Given instruction - Find every line in the records below that contains the word "lapel", and copy each such line in full.

Data extract -

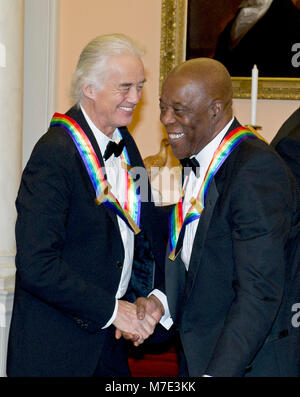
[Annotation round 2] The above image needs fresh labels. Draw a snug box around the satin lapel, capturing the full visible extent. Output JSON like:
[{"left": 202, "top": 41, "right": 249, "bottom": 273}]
[
  {"left": 66, "top": 107, "right": 119, "bottom": 230},
  {"left": 185, "top": 178, "right": 219, "bottom": 298}
]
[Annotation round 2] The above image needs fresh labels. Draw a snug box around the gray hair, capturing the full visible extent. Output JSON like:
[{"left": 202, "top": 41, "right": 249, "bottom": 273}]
[{"left": 70, "top": 33, "right": 145, "bottom": 105}]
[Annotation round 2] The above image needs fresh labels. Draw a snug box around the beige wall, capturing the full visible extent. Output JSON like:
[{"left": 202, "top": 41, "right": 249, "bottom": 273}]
[{"left": 57, "top": 0, "right": 299, "bottom": 161}]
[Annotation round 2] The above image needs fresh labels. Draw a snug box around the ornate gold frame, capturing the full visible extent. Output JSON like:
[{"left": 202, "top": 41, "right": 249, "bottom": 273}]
[{"left": 160, "top": 0, "right": 300, "bottom": 99}]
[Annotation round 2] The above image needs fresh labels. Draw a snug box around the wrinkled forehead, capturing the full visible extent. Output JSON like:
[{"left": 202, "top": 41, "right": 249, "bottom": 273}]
[{"left": 161, "top": 73, "right": 205, "bottom": 102}]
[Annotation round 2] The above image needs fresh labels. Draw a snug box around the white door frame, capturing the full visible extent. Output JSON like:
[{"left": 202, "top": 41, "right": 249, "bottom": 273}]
[{"left": 22, "top": 0, "right": 58, "bottom": 167}]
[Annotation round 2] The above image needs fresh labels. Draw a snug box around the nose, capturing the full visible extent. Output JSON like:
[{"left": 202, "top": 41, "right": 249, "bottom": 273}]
[
  {"left": 126, "top": 85, "right": 142, "bottom": 105},
  {"left": 160, "top": 107, "right": 176, "bottom": 125}
]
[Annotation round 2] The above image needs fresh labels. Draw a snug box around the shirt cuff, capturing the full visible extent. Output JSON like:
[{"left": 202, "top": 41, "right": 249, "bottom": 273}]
[
  {"left": 101, "top": 298, "right": 119, "bottom": 329},
  {"left": 148, "top": 289, "right": 173, "bottom": 330}
]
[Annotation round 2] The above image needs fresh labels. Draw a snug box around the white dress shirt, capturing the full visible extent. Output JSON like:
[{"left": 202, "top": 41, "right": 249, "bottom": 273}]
[
  {"left": 81, "top": 106, "right": 134, "bottom": 328},
  {"left": 151, "top": 118, "right": 233, "bottom": 329}
]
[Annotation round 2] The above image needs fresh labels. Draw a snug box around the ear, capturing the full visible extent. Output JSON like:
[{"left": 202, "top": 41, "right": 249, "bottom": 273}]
[
  {"left": 82, "top": 84, "right": 96, "bottom": 99},
  {"left": 209, "top": 101, "right": 224, "bottom": 121}
]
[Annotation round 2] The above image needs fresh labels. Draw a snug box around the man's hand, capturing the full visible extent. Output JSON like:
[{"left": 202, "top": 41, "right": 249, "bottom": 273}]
[
  {"left": 135, "top": 295, "right": 165, "bottom": 323},
  {"left": 113, "top": 300, "right": 157, "bottom": 346},
  {"left": 115, "top": 295, "right": 164, "bottom": 346}
]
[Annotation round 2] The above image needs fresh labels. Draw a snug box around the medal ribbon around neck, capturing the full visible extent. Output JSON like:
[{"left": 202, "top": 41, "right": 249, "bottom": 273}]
[
  {"left": 169, "top": 127, "right": 264, "bottom": 260},
  {"left": 50, "top": 113, "right": 141, "bottom": 234}
]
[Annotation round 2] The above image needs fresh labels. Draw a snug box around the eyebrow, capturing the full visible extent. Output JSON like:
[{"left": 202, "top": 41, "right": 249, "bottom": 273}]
[
  {"left": 120, "top": 79, "right": 146, "bottom": 87},
  {"left": 159, "top": 98, "right": 187, "bottom": 107}
]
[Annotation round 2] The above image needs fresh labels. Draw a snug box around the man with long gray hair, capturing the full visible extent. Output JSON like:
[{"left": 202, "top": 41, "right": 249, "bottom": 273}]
[{"left": 7, "top": 34, "right": 166, "bottom": 377}]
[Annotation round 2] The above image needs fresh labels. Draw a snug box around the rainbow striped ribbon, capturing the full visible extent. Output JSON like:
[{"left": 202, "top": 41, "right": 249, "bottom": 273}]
[
  {"left": 50, "top": 113, "right": 141, "bottom": 234},
  {"left": 169, "top": 127, "right": 263, "bottom": 260}
]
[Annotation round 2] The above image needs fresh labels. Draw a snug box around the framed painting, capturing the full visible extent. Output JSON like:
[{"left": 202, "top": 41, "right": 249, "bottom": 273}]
[{"left": 160, "top": 0, "right": 300, "bottom": 99}]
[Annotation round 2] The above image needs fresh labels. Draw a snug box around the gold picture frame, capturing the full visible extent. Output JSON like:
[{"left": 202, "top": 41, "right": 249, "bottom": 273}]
[{"left": 160, "top": 0, "right": 300, "bottom": 100}]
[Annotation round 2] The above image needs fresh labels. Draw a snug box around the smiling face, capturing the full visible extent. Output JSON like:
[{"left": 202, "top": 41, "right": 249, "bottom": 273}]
[
  {"left": 82, "top": 55, "right": 145, "bottom": 137},
  {"left": 160, "top": 58, "right": 232, "bottom": 159},
  {"left": 160, "top": 74, "right": 214, "bottom": 159}
]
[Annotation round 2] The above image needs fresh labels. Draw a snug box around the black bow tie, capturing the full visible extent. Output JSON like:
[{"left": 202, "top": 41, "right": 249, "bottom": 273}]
[
  {"left": 180, "top": 157, "right": 200, "bottom": 178},
  {"left": 103, "top": 139, "right": 125, "bottom": 160}
]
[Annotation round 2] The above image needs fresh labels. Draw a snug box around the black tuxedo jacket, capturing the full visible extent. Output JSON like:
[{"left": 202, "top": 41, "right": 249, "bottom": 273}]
[
  {"left": 7, "top": 104, "right": 169, "bottom": 376},
  {"left": 271, "top": 107, "right": 300, "bottom": 186},
  {"left": 166, "top": 117, "right": 300, "bottom": 376}
]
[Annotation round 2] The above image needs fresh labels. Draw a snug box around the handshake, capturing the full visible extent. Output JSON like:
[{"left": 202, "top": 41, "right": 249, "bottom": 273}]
[{"left": 113, "top": 295, "right": 164, "bottom": 346}]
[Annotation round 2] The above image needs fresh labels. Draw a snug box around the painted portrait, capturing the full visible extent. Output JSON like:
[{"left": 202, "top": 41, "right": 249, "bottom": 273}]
[{"left": 186, "top": 0, "right": 300, "bottom": 78}]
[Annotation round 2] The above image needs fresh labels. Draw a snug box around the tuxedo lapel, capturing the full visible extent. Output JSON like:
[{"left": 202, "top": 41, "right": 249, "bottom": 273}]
[{"left": 185, "top": 178, "right": 219, "bottom": 297}]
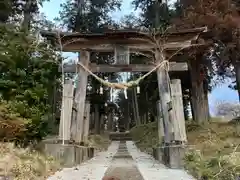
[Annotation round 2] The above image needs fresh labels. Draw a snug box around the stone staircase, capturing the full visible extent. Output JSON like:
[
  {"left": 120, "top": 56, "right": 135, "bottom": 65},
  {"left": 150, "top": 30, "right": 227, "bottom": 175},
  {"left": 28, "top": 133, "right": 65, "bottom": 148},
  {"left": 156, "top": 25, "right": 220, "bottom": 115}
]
[{"left": 109, "top": 132, "right": 132, "bottom": 141}]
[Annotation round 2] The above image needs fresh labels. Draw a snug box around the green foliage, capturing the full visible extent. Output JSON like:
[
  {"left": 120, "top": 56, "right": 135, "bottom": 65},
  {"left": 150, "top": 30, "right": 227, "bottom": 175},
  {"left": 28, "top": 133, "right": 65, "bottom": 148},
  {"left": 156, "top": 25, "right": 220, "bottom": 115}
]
[
  {"left": 0, "top": 23, "right": 61, "bottom": 144},
  {"left": 185, "top": 150, "right": 240, "bottom": 180}
]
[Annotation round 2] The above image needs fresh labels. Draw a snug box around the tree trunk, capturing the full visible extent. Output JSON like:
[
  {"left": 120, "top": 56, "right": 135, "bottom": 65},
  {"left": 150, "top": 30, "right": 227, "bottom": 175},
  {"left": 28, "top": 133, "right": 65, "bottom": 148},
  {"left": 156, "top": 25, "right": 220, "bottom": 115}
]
[{"left": 189, "top": 56, "right": 209, "bottom": 124}]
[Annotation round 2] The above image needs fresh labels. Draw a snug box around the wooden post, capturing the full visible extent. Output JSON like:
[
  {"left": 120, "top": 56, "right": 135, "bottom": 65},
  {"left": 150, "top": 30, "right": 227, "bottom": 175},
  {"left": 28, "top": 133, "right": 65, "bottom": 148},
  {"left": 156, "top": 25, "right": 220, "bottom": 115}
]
[
  {"left": 59, "top": 80, "right": 74, "bottom": 141},
  {"left": 74, "top": 51, "right": 90, "bottom": 143},
  {"left": 171, "top": 79, "right": 187, "bottom": 142},
  {"left": 94, "top": 104, "right": 100, "bottom": 134},
  {"left": 157, "top": 101, "right": 165, "bottom": 142},
  {"left": 83, "top": 101, "right": 90, "bottom": 142},
  {"left": 155, "top": 52, "right": 172, "bottom": 144},
  {"left": 189, "top": 58, "right": 209, "bottom": 124}
]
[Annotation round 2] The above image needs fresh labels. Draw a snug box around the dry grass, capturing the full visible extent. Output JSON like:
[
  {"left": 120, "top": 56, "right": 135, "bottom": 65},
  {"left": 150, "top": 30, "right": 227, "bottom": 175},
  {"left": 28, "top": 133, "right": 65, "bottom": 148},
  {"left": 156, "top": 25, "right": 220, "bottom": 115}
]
[
  {"left": 0, "top": 143, "right": 60, "bottom": 180},
  {"left": 131, "top": 120, "right": 240, "bottom": 180}
]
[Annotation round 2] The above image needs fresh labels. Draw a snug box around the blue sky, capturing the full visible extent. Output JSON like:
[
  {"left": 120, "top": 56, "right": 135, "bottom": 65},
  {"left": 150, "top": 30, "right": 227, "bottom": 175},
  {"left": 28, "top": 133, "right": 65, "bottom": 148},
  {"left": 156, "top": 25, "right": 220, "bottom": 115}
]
[{"left": 40, "top": 0, "right": 238, "bottom": 114}]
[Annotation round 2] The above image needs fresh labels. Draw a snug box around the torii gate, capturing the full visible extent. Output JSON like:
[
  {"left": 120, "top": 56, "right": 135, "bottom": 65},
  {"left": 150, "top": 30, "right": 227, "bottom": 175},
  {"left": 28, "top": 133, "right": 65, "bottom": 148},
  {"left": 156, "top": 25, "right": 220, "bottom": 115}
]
[{"left": 41, "top": 27, "right": 210, "bottom": 168}]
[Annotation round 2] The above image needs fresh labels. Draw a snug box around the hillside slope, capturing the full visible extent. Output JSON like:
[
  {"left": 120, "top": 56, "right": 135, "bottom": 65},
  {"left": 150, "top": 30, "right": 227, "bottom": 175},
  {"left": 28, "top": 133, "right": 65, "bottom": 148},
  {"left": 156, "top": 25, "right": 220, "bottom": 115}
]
[{"left": 131, "top": 122, "right": 240, "bottom": 180}]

Written response -
[Annotation round 2] The above image needs fresh labels. Draw a snug box around the satin lapel, capturing the full visible extent. Output JSON like:
[Annotation round 2] The above image needs fresh labels. Draw a snug box around the tuxedo lapel, capturing the full visible extent. Output JSON like:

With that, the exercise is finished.